# CO ZROBIĆ
1 - Jakie dwa pakiety zniknęły z portage według fragmentu o portage?
2 - Streść fragment o portage w dwóch zdaniach.
3 - Kontynuuj fragment o portage od miejsca, w którym się kończy.

# FRAGMENT
*****

Zazwyczaj w takich przypadkach nie ma problemu (mozna np. wyrzucic konfliktowa wersje) ale z portage zniknely: virtual/poppler i virtual/poppler-utils  i przez to, portage nie chce ich usunac.

Co moglbym w tym przypadku zrobic?

----------

## mistix

Proponuję odinstalować i zainstalować z opcją --oneshot może to jakoś pomoże.

----------

## dylon

Nie pomaga. Mimo, ze teoretycznie nie ma tego w systemie (revdep-rebuild tez kompiluje to z oneshot) to przy kolejnym update systemu znow to mam.

I ciagle mnie zastanawia, czemu wyswietla sie problem z virtual/poppler skoro go nie ma w portage...

*****

(Wiersze ze zbioru danych do wskazywania)

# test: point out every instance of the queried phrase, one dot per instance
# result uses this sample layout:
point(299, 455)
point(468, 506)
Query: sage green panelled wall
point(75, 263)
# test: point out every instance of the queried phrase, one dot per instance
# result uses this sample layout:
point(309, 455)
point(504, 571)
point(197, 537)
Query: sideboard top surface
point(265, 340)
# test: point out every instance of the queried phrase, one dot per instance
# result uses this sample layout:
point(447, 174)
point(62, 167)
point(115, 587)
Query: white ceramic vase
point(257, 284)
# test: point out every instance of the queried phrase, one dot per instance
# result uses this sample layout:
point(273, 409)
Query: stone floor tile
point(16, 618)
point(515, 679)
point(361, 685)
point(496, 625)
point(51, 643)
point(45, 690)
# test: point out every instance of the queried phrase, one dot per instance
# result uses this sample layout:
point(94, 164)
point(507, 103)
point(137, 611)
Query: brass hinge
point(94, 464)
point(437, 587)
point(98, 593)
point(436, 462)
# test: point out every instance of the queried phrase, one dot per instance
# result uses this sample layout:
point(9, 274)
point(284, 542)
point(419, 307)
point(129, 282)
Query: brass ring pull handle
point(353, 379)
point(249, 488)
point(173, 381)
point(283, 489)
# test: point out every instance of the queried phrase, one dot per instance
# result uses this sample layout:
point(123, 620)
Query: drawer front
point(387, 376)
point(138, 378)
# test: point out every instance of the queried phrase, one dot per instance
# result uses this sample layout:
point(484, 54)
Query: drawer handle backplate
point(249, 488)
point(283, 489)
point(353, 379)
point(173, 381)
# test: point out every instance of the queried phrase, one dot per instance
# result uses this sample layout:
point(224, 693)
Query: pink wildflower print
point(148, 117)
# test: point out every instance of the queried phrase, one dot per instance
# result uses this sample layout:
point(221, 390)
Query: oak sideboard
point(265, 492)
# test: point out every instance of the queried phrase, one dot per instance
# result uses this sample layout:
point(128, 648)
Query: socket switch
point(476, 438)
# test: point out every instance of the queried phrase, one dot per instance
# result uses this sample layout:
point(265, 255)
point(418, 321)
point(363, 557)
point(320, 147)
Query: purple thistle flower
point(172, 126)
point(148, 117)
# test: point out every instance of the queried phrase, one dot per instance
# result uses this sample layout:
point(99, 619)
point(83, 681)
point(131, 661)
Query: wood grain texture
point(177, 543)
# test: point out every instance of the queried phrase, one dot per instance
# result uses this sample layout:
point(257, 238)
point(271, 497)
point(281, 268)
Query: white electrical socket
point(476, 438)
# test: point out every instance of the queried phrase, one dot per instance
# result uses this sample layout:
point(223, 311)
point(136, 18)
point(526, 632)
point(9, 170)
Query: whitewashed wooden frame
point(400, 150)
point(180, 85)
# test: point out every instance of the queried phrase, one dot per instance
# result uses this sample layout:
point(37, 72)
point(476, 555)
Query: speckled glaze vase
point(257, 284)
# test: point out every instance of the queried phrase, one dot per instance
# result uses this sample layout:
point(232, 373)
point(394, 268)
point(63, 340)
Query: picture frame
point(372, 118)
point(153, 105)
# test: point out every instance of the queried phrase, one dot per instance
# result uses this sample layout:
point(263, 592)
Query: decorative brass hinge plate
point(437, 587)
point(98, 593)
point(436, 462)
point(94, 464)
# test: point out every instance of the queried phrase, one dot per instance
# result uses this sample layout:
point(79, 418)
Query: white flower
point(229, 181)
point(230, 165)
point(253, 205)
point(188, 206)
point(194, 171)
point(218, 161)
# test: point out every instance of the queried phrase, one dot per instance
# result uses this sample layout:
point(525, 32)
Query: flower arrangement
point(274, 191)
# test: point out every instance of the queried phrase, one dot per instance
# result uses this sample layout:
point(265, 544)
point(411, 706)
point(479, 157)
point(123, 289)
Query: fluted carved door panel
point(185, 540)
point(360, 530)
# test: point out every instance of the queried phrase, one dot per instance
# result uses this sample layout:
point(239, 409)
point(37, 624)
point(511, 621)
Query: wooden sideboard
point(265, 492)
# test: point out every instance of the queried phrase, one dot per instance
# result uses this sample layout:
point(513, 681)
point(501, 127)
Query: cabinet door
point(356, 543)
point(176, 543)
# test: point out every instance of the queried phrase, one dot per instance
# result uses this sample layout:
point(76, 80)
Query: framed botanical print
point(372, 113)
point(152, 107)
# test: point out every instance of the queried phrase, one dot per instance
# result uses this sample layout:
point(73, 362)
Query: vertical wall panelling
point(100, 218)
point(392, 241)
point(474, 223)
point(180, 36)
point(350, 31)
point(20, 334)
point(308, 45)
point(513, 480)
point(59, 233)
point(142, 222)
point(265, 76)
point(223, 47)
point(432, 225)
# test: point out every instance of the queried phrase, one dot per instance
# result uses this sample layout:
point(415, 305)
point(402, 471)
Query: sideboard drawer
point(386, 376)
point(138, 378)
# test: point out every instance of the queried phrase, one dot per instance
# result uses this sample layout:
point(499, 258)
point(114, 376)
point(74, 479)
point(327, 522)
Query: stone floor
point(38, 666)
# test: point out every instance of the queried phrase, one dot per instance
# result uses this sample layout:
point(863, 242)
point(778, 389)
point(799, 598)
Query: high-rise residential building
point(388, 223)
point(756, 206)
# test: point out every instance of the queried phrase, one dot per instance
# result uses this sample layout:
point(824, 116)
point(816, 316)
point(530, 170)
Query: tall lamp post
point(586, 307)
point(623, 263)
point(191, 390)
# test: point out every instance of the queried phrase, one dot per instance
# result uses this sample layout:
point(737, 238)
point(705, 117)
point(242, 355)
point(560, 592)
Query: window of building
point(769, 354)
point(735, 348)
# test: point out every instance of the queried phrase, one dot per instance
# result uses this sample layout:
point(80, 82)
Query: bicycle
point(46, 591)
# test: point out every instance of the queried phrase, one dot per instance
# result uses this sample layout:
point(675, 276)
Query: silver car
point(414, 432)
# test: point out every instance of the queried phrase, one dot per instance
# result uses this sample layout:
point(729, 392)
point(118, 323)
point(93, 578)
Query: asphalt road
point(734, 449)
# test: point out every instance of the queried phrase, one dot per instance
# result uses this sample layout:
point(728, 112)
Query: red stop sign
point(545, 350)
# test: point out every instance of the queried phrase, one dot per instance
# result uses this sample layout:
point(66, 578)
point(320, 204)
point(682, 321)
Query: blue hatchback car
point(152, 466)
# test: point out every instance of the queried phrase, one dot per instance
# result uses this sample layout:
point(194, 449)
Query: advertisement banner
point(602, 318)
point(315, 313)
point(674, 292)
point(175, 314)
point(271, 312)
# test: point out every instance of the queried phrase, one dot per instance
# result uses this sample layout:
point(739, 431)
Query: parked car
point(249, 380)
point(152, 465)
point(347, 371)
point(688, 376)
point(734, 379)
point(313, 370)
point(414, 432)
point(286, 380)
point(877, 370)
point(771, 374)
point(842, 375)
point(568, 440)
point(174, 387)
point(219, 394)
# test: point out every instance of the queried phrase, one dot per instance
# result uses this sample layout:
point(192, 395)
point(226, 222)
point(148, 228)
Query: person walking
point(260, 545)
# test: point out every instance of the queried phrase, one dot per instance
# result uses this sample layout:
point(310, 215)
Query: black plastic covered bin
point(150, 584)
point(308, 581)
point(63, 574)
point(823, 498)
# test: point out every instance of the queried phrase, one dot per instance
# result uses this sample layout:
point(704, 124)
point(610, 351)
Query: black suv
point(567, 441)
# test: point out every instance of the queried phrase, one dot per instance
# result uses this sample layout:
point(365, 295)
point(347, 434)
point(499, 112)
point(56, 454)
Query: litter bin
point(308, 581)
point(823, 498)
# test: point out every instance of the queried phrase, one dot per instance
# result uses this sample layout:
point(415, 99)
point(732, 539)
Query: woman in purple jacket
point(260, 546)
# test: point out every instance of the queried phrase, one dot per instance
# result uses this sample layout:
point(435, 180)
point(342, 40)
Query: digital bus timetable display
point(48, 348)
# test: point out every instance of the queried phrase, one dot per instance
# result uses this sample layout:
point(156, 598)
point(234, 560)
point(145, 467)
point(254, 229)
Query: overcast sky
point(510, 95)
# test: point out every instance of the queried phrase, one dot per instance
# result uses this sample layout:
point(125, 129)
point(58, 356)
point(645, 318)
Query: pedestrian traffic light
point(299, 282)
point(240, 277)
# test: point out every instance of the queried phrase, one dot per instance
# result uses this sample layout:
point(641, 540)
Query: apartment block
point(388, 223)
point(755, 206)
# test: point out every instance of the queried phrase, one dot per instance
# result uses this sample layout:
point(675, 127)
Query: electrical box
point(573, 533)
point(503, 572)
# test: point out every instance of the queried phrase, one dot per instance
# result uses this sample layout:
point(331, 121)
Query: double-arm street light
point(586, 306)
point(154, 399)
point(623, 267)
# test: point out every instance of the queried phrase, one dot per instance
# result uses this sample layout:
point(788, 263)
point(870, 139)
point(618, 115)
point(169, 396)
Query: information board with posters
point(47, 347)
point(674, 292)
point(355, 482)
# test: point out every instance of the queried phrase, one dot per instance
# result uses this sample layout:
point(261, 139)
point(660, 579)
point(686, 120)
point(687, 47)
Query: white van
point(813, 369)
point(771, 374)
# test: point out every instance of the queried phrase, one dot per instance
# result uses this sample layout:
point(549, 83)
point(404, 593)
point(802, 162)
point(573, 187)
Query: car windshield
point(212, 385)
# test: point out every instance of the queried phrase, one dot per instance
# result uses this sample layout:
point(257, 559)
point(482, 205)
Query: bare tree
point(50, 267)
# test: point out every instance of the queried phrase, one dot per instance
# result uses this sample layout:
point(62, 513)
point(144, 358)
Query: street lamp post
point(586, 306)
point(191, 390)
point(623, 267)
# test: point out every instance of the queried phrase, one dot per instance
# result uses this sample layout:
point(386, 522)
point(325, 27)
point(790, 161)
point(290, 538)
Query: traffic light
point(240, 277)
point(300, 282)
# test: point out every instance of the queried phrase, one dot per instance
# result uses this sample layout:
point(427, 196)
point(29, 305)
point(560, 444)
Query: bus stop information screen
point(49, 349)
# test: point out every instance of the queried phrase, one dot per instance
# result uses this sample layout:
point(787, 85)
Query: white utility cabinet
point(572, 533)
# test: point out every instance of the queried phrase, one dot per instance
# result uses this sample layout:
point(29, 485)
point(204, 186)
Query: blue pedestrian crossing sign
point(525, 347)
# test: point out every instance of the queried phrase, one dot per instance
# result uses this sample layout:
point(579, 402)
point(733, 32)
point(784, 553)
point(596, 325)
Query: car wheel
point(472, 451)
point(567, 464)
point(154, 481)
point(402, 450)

*****

# ODPOWIEDZI DO ZADAŃ
1 - virtual/poppler i virtual/poppler-utils

2 - Z portage zniknęły virtual/poppler i virtual/poppler-utils, przez co portage nie chce ich usunąć, i pada pytanie, co w tej sytuacji zrobić. Proponowane odinstalowanie i ponowna instalacja z opcją --oneshot nie pomaga, bo przy kolejnej aktualizacji systemu problem pojawia się znowu.

3 -
----------

## unK

 *dylon wrote:*   

> I ciagle mnie zastanawia, czemu wyswietla sie problem z virtual/poppler skoro go nie ma w portage...

 

Bo masz go zainstalowanego. Usuń te virtuale, to problem się pewnie rozwiąże.

----------

## dylon

Juz pisalem, ze portage nie "widzi" tych wirtuali, wiec nie ma co odinstalowac...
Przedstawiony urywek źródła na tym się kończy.